YOUR OBJECTIVE
Give back only the lines from the one with "For the evaluation set, tag each instance of the tree canopy" through the last line of the data, exactly as they appear.

RECORDED INFORMATION
┄┄┄┄┄┄┄┄┄┄┄┄┄┄┄┄┄┄┄┄

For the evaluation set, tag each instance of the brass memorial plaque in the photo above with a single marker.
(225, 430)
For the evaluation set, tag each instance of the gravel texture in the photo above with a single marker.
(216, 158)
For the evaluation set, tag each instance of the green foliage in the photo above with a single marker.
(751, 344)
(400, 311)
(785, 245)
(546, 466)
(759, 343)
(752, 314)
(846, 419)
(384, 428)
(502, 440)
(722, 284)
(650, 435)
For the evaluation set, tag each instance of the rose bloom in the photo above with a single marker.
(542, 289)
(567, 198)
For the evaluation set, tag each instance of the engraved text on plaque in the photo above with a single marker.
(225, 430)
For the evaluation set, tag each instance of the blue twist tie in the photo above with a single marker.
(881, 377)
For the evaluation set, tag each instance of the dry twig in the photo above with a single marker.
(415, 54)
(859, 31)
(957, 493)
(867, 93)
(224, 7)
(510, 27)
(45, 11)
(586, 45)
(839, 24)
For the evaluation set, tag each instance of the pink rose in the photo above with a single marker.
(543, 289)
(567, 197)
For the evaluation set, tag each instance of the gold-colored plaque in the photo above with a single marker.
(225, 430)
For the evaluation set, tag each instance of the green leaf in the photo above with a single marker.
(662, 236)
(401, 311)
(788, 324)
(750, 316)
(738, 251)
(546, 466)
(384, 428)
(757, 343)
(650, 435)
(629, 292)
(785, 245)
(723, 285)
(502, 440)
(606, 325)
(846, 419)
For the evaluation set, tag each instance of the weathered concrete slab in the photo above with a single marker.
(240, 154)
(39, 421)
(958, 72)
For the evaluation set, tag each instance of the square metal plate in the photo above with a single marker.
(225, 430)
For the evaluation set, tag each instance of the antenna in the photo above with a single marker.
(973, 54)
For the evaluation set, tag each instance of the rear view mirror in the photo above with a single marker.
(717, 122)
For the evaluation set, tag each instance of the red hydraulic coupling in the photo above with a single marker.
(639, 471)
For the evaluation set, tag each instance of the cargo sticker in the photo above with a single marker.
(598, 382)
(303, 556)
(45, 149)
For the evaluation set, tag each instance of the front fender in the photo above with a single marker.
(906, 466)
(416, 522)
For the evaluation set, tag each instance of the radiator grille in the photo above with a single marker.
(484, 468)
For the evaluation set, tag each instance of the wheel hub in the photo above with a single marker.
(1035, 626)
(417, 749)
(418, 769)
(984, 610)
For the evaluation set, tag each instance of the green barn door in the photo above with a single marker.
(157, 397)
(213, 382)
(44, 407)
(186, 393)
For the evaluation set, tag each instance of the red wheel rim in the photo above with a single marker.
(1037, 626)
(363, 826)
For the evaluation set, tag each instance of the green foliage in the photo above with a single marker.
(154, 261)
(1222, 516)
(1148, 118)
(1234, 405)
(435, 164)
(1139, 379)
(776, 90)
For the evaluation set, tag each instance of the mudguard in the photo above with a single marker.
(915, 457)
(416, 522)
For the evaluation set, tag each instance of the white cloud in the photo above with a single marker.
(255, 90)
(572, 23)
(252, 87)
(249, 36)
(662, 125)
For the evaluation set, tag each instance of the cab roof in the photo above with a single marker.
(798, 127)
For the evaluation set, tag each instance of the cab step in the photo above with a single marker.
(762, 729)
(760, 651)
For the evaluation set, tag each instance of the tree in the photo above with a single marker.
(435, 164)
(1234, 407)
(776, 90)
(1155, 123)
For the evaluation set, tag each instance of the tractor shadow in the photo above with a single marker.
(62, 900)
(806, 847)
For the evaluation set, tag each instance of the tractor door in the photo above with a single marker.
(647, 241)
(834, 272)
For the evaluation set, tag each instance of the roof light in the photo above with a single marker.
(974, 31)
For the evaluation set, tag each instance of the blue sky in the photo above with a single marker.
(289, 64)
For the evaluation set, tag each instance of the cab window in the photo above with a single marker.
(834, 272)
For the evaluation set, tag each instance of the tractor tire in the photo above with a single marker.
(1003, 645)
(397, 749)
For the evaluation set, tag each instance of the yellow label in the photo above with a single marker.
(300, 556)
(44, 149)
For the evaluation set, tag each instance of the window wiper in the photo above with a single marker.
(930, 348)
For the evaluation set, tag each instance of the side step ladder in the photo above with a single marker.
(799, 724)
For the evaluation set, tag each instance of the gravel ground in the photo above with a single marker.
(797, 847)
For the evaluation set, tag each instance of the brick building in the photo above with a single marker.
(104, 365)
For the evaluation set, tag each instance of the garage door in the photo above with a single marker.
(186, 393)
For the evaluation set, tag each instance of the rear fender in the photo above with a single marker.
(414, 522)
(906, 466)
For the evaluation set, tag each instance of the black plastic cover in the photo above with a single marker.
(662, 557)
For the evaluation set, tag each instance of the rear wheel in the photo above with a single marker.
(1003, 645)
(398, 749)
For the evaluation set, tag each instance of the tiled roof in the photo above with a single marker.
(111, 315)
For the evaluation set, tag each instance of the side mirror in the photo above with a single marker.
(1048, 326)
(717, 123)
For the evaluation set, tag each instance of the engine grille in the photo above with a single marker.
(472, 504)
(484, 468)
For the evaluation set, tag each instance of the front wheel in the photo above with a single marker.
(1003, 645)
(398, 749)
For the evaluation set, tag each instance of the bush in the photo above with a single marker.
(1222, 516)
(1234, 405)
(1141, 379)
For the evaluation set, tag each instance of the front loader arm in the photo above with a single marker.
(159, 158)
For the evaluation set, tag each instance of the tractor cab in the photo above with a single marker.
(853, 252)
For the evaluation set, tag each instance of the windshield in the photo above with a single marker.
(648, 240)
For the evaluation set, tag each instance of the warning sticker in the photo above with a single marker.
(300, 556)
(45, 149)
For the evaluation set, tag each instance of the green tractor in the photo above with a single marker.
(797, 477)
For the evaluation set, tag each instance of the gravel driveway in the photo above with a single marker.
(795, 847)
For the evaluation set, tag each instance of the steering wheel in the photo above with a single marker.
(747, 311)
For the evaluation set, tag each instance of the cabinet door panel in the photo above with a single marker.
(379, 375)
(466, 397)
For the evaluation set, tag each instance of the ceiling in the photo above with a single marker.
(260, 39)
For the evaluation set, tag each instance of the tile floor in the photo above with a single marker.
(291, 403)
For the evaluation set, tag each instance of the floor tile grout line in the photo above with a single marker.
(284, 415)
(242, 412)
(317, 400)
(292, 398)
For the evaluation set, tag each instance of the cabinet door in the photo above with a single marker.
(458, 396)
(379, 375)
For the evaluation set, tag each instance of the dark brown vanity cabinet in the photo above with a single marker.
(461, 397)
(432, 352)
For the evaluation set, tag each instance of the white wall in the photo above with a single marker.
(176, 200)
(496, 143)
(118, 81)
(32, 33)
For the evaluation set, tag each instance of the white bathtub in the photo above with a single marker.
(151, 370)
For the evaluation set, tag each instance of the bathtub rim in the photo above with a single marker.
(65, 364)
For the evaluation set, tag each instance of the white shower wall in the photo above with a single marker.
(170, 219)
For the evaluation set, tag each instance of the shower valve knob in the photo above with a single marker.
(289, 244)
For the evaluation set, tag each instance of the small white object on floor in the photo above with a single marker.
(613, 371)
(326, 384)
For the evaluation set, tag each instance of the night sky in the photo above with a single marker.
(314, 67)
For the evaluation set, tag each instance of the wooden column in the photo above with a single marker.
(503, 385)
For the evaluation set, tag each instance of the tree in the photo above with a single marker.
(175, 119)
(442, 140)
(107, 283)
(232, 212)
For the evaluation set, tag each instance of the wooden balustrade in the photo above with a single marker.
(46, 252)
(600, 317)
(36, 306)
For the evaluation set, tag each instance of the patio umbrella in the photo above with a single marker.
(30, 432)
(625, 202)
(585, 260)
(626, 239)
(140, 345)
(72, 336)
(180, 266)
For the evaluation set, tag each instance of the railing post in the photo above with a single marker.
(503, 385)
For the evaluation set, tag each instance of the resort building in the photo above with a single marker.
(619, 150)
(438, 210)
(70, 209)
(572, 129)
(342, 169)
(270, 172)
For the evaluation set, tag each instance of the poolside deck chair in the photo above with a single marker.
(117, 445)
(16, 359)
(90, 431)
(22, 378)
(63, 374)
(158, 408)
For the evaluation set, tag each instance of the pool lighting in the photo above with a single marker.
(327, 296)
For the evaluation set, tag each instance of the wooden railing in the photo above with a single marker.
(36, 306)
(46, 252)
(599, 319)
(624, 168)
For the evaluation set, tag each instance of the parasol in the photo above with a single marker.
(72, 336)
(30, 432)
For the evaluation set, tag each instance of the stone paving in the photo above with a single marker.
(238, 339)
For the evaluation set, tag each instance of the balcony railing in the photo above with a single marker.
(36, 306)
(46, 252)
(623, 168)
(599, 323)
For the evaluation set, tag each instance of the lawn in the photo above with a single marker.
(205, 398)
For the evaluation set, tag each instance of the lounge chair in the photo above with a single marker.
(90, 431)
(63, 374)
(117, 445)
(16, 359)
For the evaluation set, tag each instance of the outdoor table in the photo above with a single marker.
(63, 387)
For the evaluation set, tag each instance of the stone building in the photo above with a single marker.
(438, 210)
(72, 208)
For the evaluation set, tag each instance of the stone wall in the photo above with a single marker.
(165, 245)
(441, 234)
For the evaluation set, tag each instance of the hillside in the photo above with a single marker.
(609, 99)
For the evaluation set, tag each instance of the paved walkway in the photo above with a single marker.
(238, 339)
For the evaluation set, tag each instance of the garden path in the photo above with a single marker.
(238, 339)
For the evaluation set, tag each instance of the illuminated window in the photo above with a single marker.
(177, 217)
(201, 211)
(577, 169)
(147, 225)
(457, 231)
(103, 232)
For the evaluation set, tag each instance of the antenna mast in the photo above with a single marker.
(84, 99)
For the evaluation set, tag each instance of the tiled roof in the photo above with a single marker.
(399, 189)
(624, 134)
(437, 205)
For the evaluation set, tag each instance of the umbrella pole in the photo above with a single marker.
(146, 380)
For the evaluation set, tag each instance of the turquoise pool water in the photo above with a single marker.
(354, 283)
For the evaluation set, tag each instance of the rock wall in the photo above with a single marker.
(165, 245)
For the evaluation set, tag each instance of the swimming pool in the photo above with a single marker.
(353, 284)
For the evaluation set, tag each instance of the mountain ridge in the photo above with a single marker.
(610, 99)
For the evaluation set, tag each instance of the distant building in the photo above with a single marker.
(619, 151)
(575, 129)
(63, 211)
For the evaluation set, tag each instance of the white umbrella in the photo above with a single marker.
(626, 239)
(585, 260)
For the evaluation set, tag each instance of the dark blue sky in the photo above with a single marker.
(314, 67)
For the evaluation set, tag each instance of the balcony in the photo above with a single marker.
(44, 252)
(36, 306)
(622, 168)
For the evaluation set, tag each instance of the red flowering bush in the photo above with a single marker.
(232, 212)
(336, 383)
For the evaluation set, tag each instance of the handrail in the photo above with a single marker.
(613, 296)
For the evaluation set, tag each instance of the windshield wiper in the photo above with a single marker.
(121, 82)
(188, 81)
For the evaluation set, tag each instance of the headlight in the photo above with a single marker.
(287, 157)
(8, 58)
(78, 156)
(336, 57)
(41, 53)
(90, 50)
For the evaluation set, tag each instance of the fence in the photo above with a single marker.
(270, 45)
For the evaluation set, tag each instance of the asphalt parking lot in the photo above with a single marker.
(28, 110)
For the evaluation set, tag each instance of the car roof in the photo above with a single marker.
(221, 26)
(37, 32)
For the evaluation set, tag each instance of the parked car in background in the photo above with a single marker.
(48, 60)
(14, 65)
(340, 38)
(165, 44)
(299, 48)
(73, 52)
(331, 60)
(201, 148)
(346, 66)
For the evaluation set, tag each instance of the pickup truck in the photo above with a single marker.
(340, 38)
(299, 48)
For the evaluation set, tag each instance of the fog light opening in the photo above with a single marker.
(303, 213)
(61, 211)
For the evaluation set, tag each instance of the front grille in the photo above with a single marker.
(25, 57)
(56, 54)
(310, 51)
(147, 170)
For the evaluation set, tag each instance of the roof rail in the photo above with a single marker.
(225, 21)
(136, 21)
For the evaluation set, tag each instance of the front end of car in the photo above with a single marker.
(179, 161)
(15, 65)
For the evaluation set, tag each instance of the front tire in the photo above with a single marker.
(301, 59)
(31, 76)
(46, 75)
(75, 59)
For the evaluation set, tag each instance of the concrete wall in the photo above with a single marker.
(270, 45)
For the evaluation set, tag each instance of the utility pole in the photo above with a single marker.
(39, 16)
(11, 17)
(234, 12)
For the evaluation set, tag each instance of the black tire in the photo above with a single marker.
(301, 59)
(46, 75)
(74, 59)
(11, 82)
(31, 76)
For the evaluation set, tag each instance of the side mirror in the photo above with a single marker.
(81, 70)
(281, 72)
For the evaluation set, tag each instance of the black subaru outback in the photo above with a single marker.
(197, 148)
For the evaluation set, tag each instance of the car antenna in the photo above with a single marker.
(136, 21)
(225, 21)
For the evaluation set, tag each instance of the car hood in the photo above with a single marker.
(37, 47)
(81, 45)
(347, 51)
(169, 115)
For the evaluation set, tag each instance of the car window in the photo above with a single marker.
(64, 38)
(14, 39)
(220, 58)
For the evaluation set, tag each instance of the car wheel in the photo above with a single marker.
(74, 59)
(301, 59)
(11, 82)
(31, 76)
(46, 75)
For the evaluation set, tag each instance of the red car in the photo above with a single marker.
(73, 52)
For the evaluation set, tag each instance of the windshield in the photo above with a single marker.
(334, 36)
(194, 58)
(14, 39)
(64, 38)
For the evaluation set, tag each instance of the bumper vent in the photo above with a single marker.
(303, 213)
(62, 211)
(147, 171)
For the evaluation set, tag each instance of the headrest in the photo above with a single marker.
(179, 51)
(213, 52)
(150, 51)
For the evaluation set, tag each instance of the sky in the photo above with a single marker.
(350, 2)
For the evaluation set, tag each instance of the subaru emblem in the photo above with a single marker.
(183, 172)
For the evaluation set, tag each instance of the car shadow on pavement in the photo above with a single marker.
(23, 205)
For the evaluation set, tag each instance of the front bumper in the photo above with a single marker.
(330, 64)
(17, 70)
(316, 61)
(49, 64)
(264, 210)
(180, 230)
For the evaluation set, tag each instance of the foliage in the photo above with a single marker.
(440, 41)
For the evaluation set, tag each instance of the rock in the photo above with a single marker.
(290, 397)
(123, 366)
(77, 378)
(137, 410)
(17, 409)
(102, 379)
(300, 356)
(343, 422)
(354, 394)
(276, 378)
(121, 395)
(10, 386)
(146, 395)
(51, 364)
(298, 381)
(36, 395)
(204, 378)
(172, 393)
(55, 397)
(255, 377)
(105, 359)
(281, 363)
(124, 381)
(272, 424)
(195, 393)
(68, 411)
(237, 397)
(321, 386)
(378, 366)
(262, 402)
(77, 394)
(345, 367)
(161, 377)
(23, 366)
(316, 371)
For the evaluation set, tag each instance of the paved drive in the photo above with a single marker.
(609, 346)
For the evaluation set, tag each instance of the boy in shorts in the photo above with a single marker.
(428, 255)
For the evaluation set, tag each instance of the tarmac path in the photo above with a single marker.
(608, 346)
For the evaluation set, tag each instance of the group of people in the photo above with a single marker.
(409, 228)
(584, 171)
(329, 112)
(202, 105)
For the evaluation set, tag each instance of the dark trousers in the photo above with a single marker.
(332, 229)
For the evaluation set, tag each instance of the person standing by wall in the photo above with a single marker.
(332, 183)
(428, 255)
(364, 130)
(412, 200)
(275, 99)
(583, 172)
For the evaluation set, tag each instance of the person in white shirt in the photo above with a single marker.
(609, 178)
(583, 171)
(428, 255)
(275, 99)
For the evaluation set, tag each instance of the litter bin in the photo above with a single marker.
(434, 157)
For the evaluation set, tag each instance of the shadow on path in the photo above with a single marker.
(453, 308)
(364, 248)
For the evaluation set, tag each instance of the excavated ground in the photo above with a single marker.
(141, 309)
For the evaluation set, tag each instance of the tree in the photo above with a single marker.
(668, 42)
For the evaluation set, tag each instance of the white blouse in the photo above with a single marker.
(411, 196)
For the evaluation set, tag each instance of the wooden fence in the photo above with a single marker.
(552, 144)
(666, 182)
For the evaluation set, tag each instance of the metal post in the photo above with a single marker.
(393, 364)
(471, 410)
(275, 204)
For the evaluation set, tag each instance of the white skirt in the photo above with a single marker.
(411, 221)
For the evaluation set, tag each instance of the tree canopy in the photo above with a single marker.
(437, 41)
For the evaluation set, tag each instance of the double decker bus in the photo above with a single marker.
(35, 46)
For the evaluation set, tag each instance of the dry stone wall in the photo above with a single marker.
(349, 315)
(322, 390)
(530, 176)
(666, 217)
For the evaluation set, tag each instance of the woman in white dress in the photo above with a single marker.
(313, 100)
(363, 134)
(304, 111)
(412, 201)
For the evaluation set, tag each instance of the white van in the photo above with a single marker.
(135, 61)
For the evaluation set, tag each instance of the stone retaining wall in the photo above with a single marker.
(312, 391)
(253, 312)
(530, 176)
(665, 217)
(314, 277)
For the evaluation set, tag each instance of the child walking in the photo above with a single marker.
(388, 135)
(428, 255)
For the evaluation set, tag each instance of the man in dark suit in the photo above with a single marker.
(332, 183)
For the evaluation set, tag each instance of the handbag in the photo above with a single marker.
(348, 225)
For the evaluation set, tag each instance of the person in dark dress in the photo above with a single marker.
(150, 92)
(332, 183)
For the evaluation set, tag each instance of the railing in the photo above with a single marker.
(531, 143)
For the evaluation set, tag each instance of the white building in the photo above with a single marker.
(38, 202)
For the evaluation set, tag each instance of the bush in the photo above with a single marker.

┄┄┄┄┄┄┄┄┄┄┄┄┄┄┄┄┄┄┄┄

EXPECTED ANSWER
For the evaluation set, tag each instance of the tree canopy in the photo above with a single marker.
(437, 41)
For the evaluation set, tag each instance of the double decker bus in the photo above with a single marker.
(35, 46)
For the evaluation set, tag each instance of the dry stone wall in the photo above with a single marker.
(349, 315)
(322, 390)
(530, 176)
(666, 217)
For the evaluation set, tag each instance of the woman in white dress in the photo above with a single marker.
(313, 100)
(363, 134)
(304, 111)
(412, 201)
For the evaluation set, tag each instance of the white van in the photo above with a single marker.
(135, 61)
For the evaluation set, tag each instance of the stone retaining wall in the photo above with a single marker.
(312, 391)
(253, 312)
(530, 176)
(665, 217)
(314, 277)
For the evaluation set, tag each instance of the child walking in the photo above with a single marker.
(388, 135)
(428, 255)
For the evaluation set, tag each instance of the man in dark suit in the photo above with a single marker.
(332, 183)
For the evaluation set, tag each instance of the handbag in the photo above with a single marker.
(348, 225)
For the evaluation set, tag each instance of the person in dark dress in the photo above with a single marker.
(150, 92)
(332, 183)
For the evaluation set, tag each instance of the railing in the photo above with a single marker.
(531, 143)
For the evaluation set, tag each instance of the white building in the photo above with a single marker.
(38, 202)
For the evaluation set, tag each instance of the bush in the photo above with a single marker.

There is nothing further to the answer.